• Task
Show every line of the data that includes the word "below".

[[ Dataset excerpts open ]]

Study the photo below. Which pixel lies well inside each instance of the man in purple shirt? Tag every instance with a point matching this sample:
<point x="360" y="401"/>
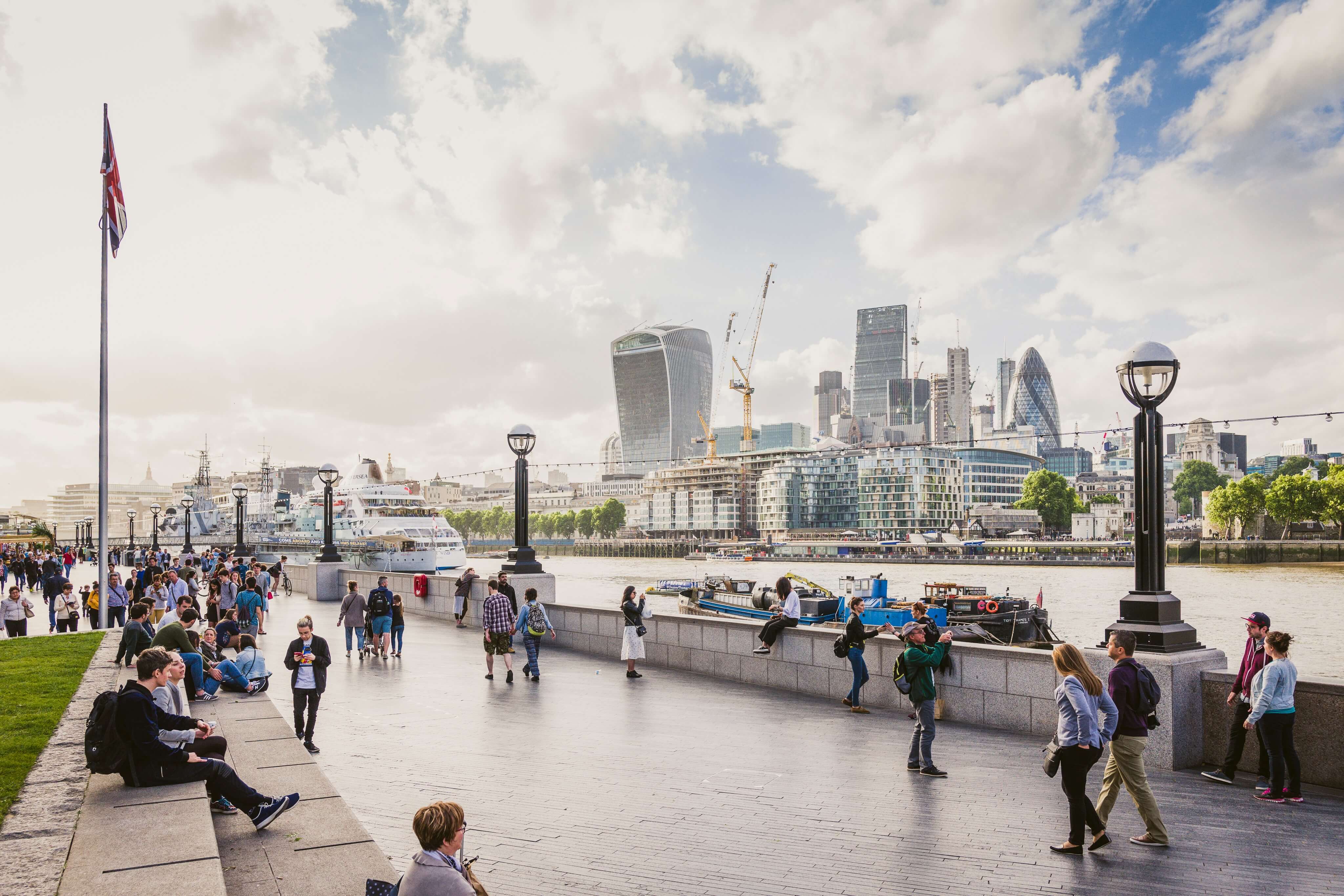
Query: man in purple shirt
<point x="1127" y="749"/>
<point x="499" y="621"/>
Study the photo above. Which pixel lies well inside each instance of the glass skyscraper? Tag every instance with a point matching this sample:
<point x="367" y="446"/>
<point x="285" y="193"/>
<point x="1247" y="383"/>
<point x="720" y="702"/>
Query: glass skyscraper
<point x="879" y="355"/>
<point x="1034" y="400"/>
<point x="663" y="377"/>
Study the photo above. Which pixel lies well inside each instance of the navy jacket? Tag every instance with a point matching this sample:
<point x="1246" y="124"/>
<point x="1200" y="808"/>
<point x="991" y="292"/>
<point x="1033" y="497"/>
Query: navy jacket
<point x="1123" y="684"/>
<point x="139" y="722"/>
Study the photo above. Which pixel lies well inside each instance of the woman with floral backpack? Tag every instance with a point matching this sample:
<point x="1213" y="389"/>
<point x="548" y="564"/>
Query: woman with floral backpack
<point x="533" y="624"/>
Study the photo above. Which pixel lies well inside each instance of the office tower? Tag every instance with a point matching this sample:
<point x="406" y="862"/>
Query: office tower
<point x="879" y="355"/>
<point x="908" y="404"/>
<point x="1003" y="393"/>
<point x="609" y="456"/>
<point x="1034" y="398"/>
<point x="663" y="375"/>
<point x="939" y="422"/>
<point x="982" y="421"/>
<point x="959" y="394"/>
<point x="829" y="398"/>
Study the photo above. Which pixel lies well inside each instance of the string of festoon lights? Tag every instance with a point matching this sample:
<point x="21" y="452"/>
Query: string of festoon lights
<point x="1228" y="422"/>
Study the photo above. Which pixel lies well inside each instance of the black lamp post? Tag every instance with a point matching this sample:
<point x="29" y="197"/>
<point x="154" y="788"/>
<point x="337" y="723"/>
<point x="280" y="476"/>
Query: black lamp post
<point x="187" y="502"/>
<point x="240" y="497"/>
<point x="521" y="557"/>
<point x="328" y="473"/>
<point x="1151" y="612"/>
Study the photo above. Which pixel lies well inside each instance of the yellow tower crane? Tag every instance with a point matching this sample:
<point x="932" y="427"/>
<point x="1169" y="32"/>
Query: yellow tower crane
<point x="745" y="373"/>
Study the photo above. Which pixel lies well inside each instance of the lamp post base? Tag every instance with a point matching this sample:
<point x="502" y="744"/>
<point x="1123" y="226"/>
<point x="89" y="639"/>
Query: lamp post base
<point x="522" y="561"/>
<point x="1155" y="620"/>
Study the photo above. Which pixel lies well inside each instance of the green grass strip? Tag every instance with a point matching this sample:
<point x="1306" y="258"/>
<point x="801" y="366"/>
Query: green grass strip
<point x="38" y="677"/>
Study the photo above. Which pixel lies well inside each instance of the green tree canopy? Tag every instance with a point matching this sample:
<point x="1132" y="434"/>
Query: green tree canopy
<point x="1295" y="499"/>
<point x="1237" y="503"/>
<point x="585" y="523"/>
<point x="1049" y="493"/>
<point x="1195" y="479"/>
<point x="1333" y="496"/>
<point x="609" y="518"/>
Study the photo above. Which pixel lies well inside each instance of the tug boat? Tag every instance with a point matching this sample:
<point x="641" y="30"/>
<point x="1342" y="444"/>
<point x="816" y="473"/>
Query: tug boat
<point x="1002" y="620"/>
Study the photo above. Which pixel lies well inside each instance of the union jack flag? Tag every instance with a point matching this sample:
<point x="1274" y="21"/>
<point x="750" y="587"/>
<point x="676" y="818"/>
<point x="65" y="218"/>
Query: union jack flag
<point x="114" y="203"/>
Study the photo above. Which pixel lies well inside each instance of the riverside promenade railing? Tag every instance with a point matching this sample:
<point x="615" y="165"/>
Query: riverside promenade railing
<point x="1009" y="688"/>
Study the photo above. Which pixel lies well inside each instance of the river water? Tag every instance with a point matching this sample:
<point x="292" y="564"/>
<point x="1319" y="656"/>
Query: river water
<point x="1299" y="598"/>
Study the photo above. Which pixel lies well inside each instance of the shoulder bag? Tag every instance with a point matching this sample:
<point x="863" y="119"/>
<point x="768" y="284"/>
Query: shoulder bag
<point x="1052" y="762"/>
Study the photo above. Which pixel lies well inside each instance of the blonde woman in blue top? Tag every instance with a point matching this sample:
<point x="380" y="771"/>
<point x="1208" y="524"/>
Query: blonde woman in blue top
<point x="1275" y="713"/>
<point x="1081" y="737"/>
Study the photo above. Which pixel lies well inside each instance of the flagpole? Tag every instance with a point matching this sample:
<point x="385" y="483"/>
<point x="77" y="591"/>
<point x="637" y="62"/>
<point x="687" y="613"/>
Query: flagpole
<point x="103" y="405"/>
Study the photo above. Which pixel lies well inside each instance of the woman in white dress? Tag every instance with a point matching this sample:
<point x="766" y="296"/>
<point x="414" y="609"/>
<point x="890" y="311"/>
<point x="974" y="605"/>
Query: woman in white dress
<point x="632" y="647"/>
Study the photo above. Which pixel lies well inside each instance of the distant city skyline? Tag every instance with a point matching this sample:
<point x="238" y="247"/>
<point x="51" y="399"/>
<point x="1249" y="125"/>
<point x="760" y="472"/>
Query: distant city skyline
<point x="424" y="223"/>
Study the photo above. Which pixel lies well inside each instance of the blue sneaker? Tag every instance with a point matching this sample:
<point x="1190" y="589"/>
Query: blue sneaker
<point x="268" y="813"/>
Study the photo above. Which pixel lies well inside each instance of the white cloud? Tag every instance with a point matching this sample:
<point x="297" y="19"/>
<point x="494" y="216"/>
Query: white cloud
<point x="644" y="211"/>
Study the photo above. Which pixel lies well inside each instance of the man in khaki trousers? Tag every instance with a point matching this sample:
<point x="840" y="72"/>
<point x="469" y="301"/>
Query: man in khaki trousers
<point x="1127" y="749"/>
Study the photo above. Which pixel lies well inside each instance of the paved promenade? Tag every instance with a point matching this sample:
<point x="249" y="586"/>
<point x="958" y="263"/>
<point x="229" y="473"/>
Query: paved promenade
<point x="675" y="784"/>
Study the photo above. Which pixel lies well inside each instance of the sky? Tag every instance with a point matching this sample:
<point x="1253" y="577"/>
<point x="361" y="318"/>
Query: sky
<point x="370" y="228"/>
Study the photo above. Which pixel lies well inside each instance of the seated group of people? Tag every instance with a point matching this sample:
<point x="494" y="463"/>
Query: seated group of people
<point x="202" y="653"/>
<point x="167" y="747"/>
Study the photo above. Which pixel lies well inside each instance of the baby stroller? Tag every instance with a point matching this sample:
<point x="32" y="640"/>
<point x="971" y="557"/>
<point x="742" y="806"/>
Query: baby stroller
<point x="369" y="649"/>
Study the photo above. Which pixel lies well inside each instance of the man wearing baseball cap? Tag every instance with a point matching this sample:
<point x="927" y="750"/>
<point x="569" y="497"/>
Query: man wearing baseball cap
<point x="1253" y="660"/>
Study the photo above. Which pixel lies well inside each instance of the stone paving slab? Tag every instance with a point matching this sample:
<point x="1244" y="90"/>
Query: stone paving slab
<point x="588" y="782"/>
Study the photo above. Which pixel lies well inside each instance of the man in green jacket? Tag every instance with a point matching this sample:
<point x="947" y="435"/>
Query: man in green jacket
<point x="920" y="661"/>
<point x="174" y="637"/>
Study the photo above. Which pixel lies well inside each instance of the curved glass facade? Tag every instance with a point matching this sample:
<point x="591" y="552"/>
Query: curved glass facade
<point x="663" y="377"/>
<point x="1034" y="398"/>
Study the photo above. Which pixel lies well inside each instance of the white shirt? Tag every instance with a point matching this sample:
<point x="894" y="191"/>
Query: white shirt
<point x="305" y="674"/>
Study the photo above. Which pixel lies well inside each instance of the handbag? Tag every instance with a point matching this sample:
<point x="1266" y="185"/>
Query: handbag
<point x="1052" y="762"/>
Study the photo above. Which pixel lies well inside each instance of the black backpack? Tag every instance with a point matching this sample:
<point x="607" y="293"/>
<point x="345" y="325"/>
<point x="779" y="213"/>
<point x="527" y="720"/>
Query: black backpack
<point x="105" y="751"/>
<point x="1150" y="695"/>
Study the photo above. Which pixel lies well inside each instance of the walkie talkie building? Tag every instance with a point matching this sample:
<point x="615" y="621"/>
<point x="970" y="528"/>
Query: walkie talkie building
<point x="1034" y="400"/>
<point x="663" y="377"/>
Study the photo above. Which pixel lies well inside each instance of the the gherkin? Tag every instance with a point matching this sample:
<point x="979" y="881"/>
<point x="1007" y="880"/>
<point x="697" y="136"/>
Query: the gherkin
<point x="1034" y="398"/>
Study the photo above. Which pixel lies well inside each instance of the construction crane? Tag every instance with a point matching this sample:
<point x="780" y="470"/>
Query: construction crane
<point x="709" y="440"/>
<point x="745" y="373"/>
<point x="724" y="368"/>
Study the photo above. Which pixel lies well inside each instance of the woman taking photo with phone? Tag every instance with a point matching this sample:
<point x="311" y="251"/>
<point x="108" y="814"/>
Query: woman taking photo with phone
<point x="1081" y="738"/>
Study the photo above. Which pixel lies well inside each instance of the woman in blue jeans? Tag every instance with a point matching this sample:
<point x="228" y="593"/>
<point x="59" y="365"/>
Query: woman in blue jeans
<point x="229" y="672"/>
<point x="855" y="635"/>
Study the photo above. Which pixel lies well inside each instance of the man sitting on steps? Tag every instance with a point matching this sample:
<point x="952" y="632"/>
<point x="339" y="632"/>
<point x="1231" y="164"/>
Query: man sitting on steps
<point x="152" y="763"/>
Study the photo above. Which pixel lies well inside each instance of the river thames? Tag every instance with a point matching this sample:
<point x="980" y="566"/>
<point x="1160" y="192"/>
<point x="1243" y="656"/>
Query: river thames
<point x="1299" y="598"/>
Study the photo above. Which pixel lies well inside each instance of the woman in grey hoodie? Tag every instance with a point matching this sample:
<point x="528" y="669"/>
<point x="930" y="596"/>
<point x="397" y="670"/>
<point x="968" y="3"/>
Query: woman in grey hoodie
<point x="1275" y="713"/>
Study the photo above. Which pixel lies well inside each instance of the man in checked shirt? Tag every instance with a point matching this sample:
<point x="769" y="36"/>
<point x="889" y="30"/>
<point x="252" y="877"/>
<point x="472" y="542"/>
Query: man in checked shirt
<point x="499" y="627"/>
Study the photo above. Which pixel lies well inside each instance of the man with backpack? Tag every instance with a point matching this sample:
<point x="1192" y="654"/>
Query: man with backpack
<point x="249" y="608"/>
<point x="1136" y="695"/>
<point x="123" y="737"/>
<point x="381" y="616"/>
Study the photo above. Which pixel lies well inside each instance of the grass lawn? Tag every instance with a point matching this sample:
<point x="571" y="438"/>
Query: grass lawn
<point x="38" y="676"/>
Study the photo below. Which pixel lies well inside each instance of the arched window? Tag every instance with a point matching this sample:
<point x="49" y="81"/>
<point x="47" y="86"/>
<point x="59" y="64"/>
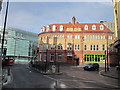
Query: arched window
<point x="86" y="27"/>
<point x="60" y="46"/>
<point x="69" y="46"/>
<point x="61" y="27"/>
<point x="101" y="27"/>
<point x="53" y="27"/>
<point x="47" y="28"/>
<point x="93" y="27"/>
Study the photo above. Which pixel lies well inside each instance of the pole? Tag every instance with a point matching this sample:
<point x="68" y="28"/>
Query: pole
<point x="105" y="60"/>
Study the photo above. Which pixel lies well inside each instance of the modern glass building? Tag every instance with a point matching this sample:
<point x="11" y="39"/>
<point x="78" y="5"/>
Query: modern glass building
<point x="19" y="43"/>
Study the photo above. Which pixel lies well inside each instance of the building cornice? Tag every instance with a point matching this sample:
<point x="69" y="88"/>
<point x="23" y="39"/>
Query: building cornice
<point x="77" y="32"/>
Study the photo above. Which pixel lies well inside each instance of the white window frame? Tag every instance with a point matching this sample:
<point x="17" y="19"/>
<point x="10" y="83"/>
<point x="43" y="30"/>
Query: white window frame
<point x="93" y="27"/>
<point x="47" y="28"/>
<point x="61" y="27"/>
<point x="101" y="27"/>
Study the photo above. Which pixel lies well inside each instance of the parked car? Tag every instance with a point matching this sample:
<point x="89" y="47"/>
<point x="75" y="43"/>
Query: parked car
<point x="91" y="66"/>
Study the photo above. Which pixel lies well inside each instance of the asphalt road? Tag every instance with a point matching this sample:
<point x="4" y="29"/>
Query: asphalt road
<point x="23" y="77"/>
<point x="72" y="77"/>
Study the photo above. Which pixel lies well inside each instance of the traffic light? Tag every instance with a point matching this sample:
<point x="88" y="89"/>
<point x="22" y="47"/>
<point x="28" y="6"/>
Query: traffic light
<point x="4" y="51"/>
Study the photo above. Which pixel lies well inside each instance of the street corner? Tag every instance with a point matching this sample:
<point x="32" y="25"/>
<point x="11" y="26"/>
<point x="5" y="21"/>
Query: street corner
<point x="110" y="74"/>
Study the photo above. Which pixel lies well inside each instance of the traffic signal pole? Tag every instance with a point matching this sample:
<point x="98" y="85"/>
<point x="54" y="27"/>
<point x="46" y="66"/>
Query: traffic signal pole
<point x="4" y="26"/>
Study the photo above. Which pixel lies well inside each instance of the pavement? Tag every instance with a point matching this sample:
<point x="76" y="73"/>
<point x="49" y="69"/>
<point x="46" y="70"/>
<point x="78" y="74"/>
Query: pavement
<point x="7" y="77"/>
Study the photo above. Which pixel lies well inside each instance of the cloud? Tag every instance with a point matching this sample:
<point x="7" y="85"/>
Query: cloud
<point x="33" y="16"/>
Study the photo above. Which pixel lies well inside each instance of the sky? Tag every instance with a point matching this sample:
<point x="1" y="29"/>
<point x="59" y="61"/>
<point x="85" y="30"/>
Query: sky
<point x="31" y="16"/>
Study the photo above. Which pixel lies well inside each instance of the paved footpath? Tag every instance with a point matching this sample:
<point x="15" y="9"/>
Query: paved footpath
<point x="76" y="77"/>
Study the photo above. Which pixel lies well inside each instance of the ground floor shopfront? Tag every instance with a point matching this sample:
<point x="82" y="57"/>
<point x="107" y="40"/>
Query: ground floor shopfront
<point x="71" y="57"/>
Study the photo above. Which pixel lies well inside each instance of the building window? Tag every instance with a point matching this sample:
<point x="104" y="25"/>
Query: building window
<point x="52" y="47"/>
<point x="93" y="27"/>
<point x="101" y="27"/>
<point x="77" y="36"/>
<point x="97" y="48"/>
<point x="86" y="27"/>
<point x="77" y="47"/>
<point x="59" y="57"/>
<point x="69" y="36"/>
<point x="5" y="41"/>
<point x="69" y="29"/>
<point x="60" y="47"/>
<point x="47" y="28"/>
<point x="85" y="47"/>
<point x="52" y="57"/>
<point x="103" y="47"/>
<point x="61" y="27"/>
<point x="61" y="36"/>
<point x="53" y="27"/>
<point x="69" y="46"/>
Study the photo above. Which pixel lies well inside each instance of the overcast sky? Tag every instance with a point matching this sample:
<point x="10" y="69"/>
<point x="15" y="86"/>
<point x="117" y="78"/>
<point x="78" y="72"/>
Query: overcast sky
<point x="31" y="16"/>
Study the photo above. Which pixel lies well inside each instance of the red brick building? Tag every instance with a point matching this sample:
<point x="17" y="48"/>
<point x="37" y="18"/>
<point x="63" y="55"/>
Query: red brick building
<point x="74" y="42"/>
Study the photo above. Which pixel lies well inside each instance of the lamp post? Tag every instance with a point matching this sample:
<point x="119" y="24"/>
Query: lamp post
<point x="107" y="55"/>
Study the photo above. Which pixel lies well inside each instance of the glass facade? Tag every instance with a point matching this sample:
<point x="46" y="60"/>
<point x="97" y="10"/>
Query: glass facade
<point x="19" y="43"/>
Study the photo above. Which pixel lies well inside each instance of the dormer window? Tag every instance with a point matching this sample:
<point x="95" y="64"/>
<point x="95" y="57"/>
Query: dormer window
<point x="86" y="27"/>
<point x="101" y="27"/>
<point x="41" y="29"/>
<point x="53" y="27"/>
<point x="47" y="28"/>
<point x="93" y="27"/>
<point x="61" y="27"/>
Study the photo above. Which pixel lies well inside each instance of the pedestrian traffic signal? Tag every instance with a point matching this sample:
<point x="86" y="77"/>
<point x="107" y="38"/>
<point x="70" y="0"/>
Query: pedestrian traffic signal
<point x="4" y="51"/>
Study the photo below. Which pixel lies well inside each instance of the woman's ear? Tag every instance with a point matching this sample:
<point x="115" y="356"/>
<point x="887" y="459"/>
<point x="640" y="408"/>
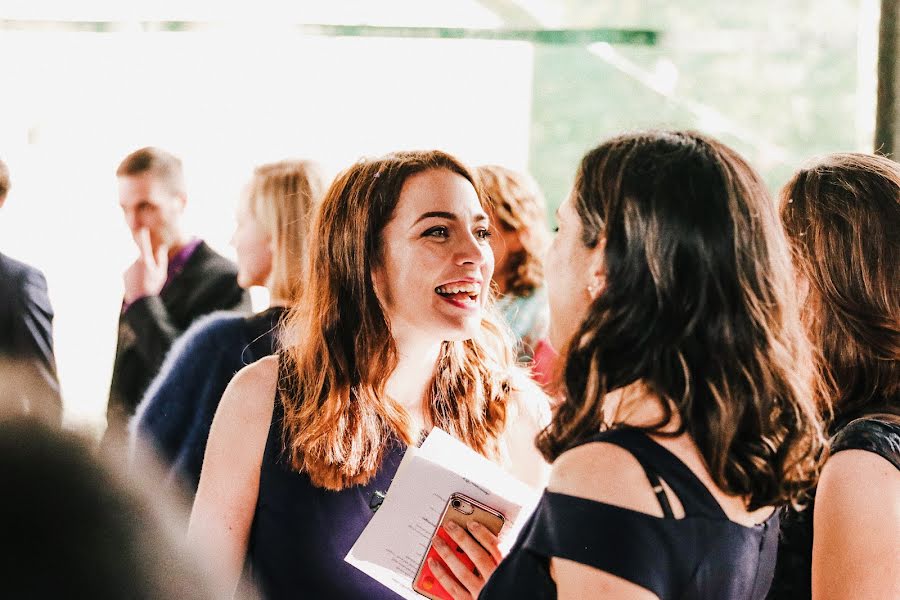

[[ Dataset excerpts closed ]]

• Response to the exercise
Study the photo below. Which pixel lies well inside each instance of the man in purple shirt? Tag every instance with a point matching this sample:
Study the photo below. Which pixel lies well inside each instance of the arched window? Tag every instance with a point matching this sample:
Study the photo below. Which pixel lies well inside each instance of the woman's ear? Tag every instance with a point matching this sample:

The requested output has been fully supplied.